PROBLEM DETAILS
Render every entry verbatim.

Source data
— start —
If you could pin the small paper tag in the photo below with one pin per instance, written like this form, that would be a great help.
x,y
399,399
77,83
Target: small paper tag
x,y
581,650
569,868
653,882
— end —
THE SOLUTION
If you could pin the small paper tag in the photo below with one pin per instance, written like this form, that would be a great help.
x,y
399,399
77,83
Target: small paper tag
x,y
581,650
569,868
653,882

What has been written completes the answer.